TEXTAUSZUG
######
# Suche Router/Modem-Kombination ohne NAT



## fischer-ttd (22. Jan. 2012)

Eigentlich bin ich mit der von mir eingesetzten Lösung für den Internetzugang zufrieden...

... aber der Datendurchsatz beim Download reduziert sich auf rd. 50%.

Die Endgeräte:

1.) Speedport 701V mit aktiviertem PPPoe passthrough.
2.) Netgear FVS328

Der Netgear FVS328 bietet mir alle Möglichkeiten die ich für mein Netzwerk und die Bereitstellung von Servern benötige.

Zunächst ist es mir möglich das NAT zu deaktivieren und stattdessen klassiches Routing zu verwenden. Bietet den Vorteil, dass ich neben einer öffentlichen IP für den Router auch das öffentliche IP-Netz eintragen kann.

Zusätzlich kann man dann auch einen Portfilter für die öffentlichen IPs eintragen, damit nur die für den Serverbetrieb notwendigen Ports pro IP durchgelassen werden. Dies macht die Server "ein wenig sicherer".

Nachteil ist, dass sich die bereitgestellte Geschwindigkeit um 50% beim Download reduziert. Beim Upload ergeben sich keine Geschwindigkeitseinbußen.

Nun suche ich ein Endgerät, welches eine Modem/Router-Kombination darstellt die

a) klassisches Routing ermöglicht
b) einen Portfilter bietet.
c) die Einwahl ist immer PPPoe


Sollte jemand ein oder mehrere vergleichbare(s) Produkt kennen wie den FVS328, bin ich für einen Tipp/Hinweis darauf dankbar.

Herzlichen Dank im Voraus.


----------



## fischer-ttd (22. Jan. 2012)

Nachklapp:

Bisher getestet:

IPcop - PPPoe Einwahl, keine Möglichkeit für klassisches Routing, da automatisch NAT aktiviert wird.

Ebenso verhält es sich auch bei PFsense, Endian- und Astaro Firewall, es sei den ich habe dort einen Haken "übersehen"


----------



## fischer-ttd (1. Feb. 2012)

Eine zufriedenstellende Lösung bieten z.B.
die Symantec-Router der Reihen 100, 200, 200R.

Im Konfigurationsmenü lässt sich NAT deaktivieren.
Somit lassen sich auch öffentliche Netze eines Anbieters mit PPPoE betreiben.
######
BEREITGESTELLTE ANGABEN
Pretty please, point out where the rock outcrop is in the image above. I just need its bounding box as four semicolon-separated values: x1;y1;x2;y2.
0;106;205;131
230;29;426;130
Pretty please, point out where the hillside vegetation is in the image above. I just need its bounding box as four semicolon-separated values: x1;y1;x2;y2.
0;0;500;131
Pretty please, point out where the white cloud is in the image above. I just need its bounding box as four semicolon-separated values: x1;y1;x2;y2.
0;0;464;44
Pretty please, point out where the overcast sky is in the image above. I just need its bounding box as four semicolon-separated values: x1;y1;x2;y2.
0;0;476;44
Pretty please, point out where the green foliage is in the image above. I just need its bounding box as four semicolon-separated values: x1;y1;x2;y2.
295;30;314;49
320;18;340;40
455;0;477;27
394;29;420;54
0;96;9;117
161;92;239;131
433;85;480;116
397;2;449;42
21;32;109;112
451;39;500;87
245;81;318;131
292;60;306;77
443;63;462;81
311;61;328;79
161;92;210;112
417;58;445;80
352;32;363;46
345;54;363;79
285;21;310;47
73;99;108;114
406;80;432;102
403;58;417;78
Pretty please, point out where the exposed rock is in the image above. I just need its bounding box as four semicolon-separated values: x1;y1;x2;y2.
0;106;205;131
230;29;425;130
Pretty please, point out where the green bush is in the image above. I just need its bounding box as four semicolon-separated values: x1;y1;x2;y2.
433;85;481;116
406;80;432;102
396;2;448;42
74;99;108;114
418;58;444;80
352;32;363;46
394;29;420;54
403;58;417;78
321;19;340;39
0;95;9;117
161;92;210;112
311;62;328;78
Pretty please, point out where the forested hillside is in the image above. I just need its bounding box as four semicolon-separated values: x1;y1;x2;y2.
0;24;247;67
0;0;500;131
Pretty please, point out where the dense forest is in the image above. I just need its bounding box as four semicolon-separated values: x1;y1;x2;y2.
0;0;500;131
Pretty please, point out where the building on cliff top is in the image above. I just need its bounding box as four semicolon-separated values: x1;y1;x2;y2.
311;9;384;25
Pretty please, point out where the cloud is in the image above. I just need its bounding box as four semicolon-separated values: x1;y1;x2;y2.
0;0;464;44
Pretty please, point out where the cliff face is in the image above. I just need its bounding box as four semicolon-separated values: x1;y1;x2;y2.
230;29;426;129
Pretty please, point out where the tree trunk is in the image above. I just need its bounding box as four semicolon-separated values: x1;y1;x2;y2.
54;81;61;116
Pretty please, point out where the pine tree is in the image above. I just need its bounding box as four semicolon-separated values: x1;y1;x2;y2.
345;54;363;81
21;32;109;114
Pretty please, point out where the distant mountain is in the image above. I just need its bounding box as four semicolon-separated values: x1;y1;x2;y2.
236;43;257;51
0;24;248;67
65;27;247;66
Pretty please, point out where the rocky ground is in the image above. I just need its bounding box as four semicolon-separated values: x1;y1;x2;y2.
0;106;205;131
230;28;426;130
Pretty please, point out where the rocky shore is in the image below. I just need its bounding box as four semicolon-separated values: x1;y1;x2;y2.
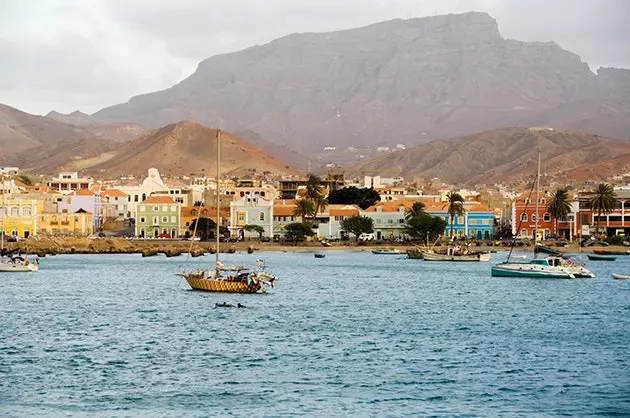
5;236;628;257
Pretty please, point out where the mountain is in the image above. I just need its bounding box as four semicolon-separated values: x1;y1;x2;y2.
349;128;630;185
92;12;630;153
46;110;146;142
46;110;94;125
64;121;296;178
234;131;312;170
0;104;92;156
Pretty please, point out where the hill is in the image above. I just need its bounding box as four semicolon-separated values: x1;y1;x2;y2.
92;12;630;153
0;104;92;156
349;128;630;185
74;122;295;178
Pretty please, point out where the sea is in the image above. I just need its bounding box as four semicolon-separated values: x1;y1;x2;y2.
0;251;630;417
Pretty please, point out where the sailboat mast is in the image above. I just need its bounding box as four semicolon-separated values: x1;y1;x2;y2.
214;128;221;272
534;148;540;248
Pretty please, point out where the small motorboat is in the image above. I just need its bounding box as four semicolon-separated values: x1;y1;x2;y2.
586;254;617;261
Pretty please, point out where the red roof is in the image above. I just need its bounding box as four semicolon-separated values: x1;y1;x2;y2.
142;196;177;204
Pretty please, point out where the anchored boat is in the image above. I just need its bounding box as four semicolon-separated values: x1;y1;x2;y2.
177;129;276;293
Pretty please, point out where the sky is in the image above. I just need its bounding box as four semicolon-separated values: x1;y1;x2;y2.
0;0;630;114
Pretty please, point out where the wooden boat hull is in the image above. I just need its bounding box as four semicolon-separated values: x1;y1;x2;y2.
422;251;490;262
593;250;630;255
612;273;630;280
586;254;617;261
407;250;422;260
182;274;260;293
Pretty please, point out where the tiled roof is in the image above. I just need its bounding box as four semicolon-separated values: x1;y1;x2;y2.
142;196;176;204
273;205;295;216
103;189;127;197
74;189;94;196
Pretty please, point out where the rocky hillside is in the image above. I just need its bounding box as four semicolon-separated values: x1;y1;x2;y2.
0;104;92;156
350;128;630;185
64;122;295;178
93;12;630;153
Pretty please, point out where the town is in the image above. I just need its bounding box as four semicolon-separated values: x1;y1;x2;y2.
0;167;630;244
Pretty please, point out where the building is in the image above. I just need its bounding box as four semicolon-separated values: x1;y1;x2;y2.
511;193;554;240
38;209;94;236
425;202;495;240
135;196;180;238
569;189;630;236
46;171;94;192
361;202;411;240
229;195;274;238
101;189;128;221
57;189;103;231
0;196;43;238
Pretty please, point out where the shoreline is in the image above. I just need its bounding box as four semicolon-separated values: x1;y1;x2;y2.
5;236;630;257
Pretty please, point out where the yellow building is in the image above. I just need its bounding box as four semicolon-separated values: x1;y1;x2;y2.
0;195;44;238
38;209;94;235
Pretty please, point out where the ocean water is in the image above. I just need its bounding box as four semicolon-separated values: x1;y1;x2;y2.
0;251;630;417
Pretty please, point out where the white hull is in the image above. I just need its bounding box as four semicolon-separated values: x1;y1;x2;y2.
0;260;39;273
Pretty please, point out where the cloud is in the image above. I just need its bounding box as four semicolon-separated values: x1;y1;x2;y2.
0;0;630;113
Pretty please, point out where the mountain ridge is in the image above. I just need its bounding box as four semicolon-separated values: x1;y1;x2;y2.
92;12;630;152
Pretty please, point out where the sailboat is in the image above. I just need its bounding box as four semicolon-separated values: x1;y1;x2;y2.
491;149;595;279
0;180;39;273
177;129;276;293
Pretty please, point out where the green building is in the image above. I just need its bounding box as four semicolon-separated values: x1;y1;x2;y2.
136;196;180;238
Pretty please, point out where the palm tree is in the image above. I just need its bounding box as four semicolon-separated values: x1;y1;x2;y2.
442;192;464;239
547;187;571;236
589;183;617;233
304;174;328;217
293;199;315;218
405;202;426;221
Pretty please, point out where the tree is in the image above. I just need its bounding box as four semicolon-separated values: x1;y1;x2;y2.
589;183;617;233
442;191;464;239
547;187;571;236
284;222;315;245
293;199;315;219
339;215;374;238
243;224;265;240
328;186;381;210
188;217;217;241
304;174;328;218
404;212;446;245
405;202;427;220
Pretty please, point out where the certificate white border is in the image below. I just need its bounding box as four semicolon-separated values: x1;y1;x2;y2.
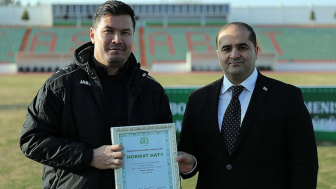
111;123;181;189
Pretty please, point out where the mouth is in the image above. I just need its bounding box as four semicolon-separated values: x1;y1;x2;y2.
107;47;125;52
229;62;242;66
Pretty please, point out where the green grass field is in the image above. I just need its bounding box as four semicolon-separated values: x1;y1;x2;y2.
0;72;336;189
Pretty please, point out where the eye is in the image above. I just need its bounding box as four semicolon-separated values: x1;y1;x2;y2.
238;45;249;51
222;47;231;52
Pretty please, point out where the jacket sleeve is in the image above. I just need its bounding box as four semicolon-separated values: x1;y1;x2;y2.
158;87;173;123
287;88;318;189
177;93;198;179
20;82;93;171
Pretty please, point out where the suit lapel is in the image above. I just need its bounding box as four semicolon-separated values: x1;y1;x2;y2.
234;72;271;155
206;78;223;133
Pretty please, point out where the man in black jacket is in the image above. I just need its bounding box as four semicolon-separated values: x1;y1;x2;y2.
20;1;172;188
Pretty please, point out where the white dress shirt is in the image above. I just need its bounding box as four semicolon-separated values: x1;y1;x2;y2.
218;69;258;131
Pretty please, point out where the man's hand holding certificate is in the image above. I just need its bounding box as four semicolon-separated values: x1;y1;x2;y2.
111;123;180;189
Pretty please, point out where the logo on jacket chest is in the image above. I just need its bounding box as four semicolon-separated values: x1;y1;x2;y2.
79;80;91;86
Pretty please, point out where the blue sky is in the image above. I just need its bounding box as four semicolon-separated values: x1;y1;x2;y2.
19;0;336;7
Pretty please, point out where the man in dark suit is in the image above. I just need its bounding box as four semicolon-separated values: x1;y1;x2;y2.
176;22;318;189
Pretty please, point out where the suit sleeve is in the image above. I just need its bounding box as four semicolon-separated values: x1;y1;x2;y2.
287;88;318;189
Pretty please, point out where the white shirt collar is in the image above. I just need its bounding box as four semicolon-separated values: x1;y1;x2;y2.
221;68;258;94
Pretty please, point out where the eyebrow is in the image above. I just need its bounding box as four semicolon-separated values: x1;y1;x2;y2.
104;26;132;32
222;43;249;48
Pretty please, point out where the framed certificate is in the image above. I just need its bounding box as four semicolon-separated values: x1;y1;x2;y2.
111;123;181;189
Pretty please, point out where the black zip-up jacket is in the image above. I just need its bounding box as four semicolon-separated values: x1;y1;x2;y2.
20;42;172;189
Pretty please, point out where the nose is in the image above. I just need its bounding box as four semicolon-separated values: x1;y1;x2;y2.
112;33;122;44
230;48;240;59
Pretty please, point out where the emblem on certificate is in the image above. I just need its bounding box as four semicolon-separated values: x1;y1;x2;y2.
111;123;181;189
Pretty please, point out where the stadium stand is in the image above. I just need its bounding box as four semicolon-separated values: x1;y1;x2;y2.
0;26;26;63
0;3;336;71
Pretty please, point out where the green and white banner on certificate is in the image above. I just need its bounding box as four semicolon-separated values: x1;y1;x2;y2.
111;123;181;189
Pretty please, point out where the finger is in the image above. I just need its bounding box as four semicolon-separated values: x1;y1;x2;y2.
109;144;124;151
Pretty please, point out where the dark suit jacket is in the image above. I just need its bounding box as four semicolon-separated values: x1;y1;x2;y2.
178;73;318;189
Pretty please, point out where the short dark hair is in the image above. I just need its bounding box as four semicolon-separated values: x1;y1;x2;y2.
216;22;257;47
92;0;135;31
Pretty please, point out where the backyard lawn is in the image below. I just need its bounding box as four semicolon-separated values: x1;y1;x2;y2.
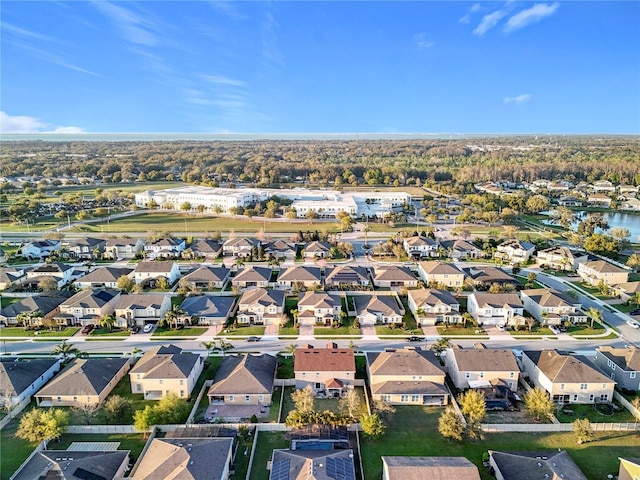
360;406;640;480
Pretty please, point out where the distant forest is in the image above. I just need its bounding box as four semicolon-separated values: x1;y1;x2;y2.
0;136;640;190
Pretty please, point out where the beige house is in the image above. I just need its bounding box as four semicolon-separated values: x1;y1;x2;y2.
522;350;616;403
418;260;464;288
35;358;129;407
367;347;449;405
520;288;589;325
351;292;405;326
408;288;462;327
236;288;285;325
298;292;342;326
293;342;356;397
578;260;629;286
129;345;204;400
445;348;520;391
207;354;277;406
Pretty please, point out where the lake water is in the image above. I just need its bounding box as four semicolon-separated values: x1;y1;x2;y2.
544;212;640;242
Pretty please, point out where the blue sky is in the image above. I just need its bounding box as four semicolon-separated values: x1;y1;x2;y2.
0;0;640;133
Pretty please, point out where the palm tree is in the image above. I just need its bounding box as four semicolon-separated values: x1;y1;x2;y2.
51;340;87;362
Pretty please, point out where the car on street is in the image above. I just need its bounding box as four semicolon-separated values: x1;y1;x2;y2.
406;335;424;342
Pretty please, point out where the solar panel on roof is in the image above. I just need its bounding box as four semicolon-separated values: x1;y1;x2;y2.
269;459;289;480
######
Bitte beantworte diese Fragen zum Forenthread über die Router-Suche:
(a) Um wie viel Prozent verringert sich mit der bisherigen Lösung die Geschwindigkeit beim Download?
(b) Warum ist bei IPcop kein klassisches Routing möglich?
(c) Welche Reihen von Symantec-Routern werden im Beitrag vom 1. Feb. 2012 als Lösung genannt?
Die Zeilen werden hier nicht gebraucht.

ERWARTETE ANTWORT
(a) Um etwa 50 %.
(b) Weil dort automatisch NAT aktiviert wird.
(c) Die Reihen 100, 200 und 200R.